→ **Selected text**
Young adults rough it to attend march
WASHINGTON -- For all of those who travelled from Boston to Washington for the 2015 March for Life, the trip was a pilgrimage not a vacation, but for one Boston group the oft-repeated idea meant some additional sacrifices.
For a group of young adults who traveled on a new track offered by the Office for Lifelong Faith Formation and Parish Support's Faith Formation of Youth and Young Adult Ministry this year the commitment to sacrifice manifested in long hours of travel, few hours of sleep, and no beds.
The group travelled with the rest of the young adults on a bus from Braintree. Since most of those travelling with the young adult group the evening before the march hold full-time jobs, the bus left in the early evening, which brought the group in to their sleeping accommodations around 3:30 a.m. -- the basement of Sacred Heart Shrine in Washington.

→ **Assigned task**
Extend the report on young adults roughing it to attend the March for Life, picking up after its last sentence. The listing that follows was drawn from a different source.

→ **Listed entries**
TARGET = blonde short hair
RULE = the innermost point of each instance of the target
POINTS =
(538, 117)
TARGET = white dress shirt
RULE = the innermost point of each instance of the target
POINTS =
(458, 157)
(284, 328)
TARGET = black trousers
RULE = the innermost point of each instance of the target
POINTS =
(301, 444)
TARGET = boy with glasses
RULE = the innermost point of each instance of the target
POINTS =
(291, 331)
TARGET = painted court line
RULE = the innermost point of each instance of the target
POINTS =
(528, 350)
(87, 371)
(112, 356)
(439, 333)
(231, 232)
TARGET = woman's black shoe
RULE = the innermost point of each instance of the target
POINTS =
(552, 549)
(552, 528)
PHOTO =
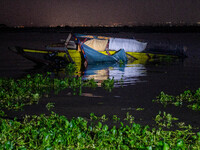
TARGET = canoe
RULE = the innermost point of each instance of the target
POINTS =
(75, 50)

→ **Task output**
The Pilot asked Marlene DeLeon, campus minister at Bridgewater State University, about their experience sleeping on a floor in a basement they would later find out had particular significance for Cardinal Seán P. O'Malley earlier in his life.
In his homily at the church the following day, Cardinal O'Malley recounted how he once slept in that basement alongside families who lost their homes to fires set days after the death of Martin Luther King Jr.
"All the time that people were marching and so concerned about desegregation, he lived in the midst of communities that were already desegregated and we slept possibly on the same floor that he would as a young priest," she said.
Cardinal O'Malley also noted the increasing support of the movement to defend the unborn, which increasingly comes from young people like Pedro Serrano, 21, a former member of the Air Force. He told The Pilot why he came to believe in the protection of human life in the womb.
"It happens from personal experience," he said.
He said when he was 19 a young woman asked him if she should terminate her pregnancy.
"I could not tell her that, and I could not do that, and there is where everything became clear what my point of view was and where I stood," he said.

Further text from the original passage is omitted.